-- Start of SELECTED EXCERPT --
In the verification of the hypervisor code, however, several additional challenges arise in applying the verification methodology described above. First of all the hypervisor code is executed concurrently on several cores. If they would never interact we could simply verify the handlers like a sequential program. However, there are shared resources, like the interrupt controller, which are accessed concurrently. Therefore the hypervisor needs to implement a locking discipline for shared hypervisor resources and its correctness must be proven.

There are several established methods to handle concurrency in code verification. Most notably there is rely-guarantee-based reasoning and concurrent separation logic. It is yet undecided what verification methodology we will employ in the HASPOC project, however it is clear that any existing method needs to be adapted to support reasoning about low-level ARMv8 code.

In general, if concurrent access is limited to a few explicit shared resources all code that does not touch them can be handled by sequential code verification, assuming that all handlers follow this programming discipline, i.e., they do not modify the local state of hypervisor handlers running on other cores. Shared resources are protected by locks which implement exclusive access to them, i.e., the lock guards the entrance to a so called *critical section* so that only one handler at a time can manipulate the protected resource.

Acquiring and releasing a lock requires low-level synchronization primitives which are inherently racy. Thus their correctness needs to be proven in the detailed concurrent machine model with weakly consistent memory. If the locking primitives (acquire, release) in deed guarantee exclusive access, then one can integrate them and the critical sections into the sequential code verification methodology, if one shows that all handlers obey the following locking policy: *Shared resources may only be accessed if they have been acquired before.* 

In this case the handler code can be split up into chunks which contain at most one critical section (and the accompanying locking primitives). These blocks of code are then arbitrarily interleaved in

executions of the ideal model, which means in turn that hypervisor handlers containing more than one critical section cannot be modeled as atomic transitions. Instead they are executed in several abstract atomic steps, similar to the situation in the real model.
-- End of SELECTED EXCERPT --
-- Start of GIVEN INFORMATION --
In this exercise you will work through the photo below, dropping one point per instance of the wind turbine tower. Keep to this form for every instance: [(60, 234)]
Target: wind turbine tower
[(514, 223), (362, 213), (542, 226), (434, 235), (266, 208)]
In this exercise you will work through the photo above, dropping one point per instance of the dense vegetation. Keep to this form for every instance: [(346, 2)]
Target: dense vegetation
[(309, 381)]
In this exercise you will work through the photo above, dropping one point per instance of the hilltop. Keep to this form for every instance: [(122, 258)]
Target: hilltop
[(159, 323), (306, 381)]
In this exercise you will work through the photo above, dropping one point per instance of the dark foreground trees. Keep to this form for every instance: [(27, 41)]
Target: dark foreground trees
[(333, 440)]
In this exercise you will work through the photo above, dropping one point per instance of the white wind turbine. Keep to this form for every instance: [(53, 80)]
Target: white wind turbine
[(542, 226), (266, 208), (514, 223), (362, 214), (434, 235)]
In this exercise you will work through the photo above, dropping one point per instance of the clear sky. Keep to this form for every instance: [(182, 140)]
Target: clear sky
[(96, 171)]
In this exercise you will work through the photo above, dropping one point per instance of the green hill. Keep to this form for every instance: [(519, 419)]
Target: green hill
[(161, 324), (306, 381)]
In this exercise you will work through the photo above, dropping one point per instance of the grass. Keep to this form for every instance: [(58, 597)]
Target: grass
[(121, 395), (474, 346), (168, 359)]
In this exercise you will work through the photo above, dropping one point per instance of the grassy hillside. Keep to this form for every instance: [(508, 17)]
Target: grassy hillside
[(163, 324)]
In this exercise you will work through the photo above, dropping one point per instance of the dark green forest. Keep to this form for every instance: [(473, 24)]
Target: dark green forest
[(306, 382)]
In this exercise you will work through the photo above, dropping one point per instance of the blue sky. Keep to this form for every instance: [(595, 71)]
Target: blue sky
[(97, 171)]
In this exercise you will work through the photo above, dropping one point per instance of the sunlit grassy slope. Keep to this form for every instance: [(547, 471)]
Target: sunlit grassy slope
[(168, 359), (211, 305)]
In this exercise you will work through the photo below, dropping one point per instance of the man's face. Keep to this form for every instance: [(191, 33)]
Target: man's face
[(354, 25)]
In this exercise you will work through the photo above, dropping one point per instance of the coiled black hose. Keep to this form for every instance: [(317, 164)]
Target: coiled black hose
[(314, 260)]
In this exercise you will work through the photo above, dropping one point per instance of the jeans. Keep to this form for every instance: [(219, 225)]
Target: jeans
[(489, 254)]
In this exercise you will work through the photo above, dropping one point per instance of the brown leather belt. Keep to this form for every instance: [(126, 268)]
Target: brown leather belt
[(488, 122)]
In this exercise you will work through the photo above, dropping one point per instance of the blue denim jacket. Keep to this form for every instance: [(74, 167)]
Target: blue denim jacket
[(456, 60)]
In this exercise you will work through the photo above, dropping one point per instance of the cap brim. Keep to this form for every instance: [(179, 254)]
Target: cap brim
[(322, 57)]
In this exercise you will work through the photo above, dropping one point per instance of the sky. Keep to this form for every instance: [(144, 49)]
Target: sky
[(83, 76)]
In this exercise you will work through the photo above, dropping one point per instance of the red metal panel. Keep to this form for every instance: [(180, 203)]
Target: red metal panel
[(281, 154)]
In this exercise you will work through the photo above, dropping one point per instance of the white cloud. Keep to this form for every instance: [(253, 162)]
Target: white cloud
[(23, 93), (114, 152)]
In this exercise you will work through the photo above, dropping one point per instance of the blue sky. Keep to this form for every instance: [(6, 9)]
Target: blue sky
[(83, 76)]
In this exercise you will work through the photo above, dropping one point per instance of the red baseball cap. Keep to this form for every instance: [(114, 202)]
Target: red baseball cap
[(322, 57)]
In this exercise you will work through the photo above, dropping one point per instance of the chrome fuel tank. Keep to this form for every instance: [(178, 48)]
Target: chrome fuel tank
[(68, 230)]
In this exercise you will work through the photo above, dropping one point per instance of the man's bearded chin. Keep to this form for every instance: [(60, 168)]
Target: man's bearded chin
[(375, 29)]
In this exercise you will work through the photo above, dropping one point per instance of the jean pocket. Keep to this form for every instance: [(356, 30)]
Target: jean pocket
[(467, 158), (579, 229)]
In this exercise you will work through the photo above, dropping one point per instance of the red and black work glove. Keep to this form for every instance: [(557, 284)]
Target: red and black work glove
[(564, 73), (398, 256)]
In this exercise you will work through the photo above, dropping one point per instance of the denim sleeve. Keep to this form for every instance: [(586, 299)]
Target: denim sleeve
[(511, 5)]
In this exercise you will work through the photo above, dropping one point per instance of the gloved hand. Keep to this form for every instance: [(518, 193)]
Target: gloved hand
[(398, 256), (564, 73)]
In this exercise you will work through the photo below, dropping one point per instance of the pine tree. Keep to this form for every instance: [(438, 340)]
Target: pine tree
-- End of GIVEN INFORMATION --
* [PROBLEMS TO WORK ON]
(a) In the hypervisor verification text, what is named as an example of a shared resource accessed concurrently?
(b) List every model of execution that the hypervisor verification text mentions.
(c) Resume the hypervisor verification text after its final sentence.
The records are drawn from a separate source.

* [RESPONSES FOR EACH TASK]
(a) The interrupt controller.

(b)
- The detailed concurrent machine model with weakly consistent memory
- The ideal model
- The real model

(c)
Showing that this abstraction is sound requires a reordering proof between the real model and the detailed, weakly consistent ARMv8 model. We do not go into the details of such a proof here.

Another issue in the handler verification are interrupts. If handlers are interruptible, i.e., the hypervisor is preemptive, they can be interrupted at any time, especially in the middle of a block of code that is supposed to be atomic. One can reorder the interrupt handling to the beginning or the end of the block assuming that they do not touch shared resources or mess with the local state of the interrupted handler. However the proof of this theorem is non-trivial and even harder if handlers actually can interfere with the shared resources. To avoid this complexity the HASPOC hypervisor is not preemptive at the moment and there is another verification condition that the hypervisor code does not cause any exceptions itself, e.g., data or prefetch aborts.

In addition to the functional correctness of the handlers one must also consider information flow properties. Execution of a handler for one guest should not be visible to others and the caller should not be able to leak information about other guests through the hypercall. In a sequential model, proving this is rather trivial and already proven by the real-ideal bisimulation, arguing that the handler implementation does not read from or write to other guests' private memory. However, in the weakly consistent memory model, where the shared caches become visible proving the non-interference for the handlers becomes a real challenge. There are several solutions to this problem, including cache partitioning, but we omit a deeper discussion here.

### 7.2.3 Secure Boot and Initialization

The code verification of the boot and initialization code is conducted as described in the methodology section. Since only one core is executing with interrupts disabled we do not have to care about concurrency or preemption. However, a large portion of the code is configuring peripherals like the DRAM or TrustZone controllers. Since we do not wish to provide models for such potentially complex devices, we do not verify functional correctness for these portions of the code, but only that they do not break confidentiality of the information, e.g., the root key that is used to check the signatures of the modules that are loaded by the boot process. Similarly we do not verify the correctness of the implementation of the cryptographic functions.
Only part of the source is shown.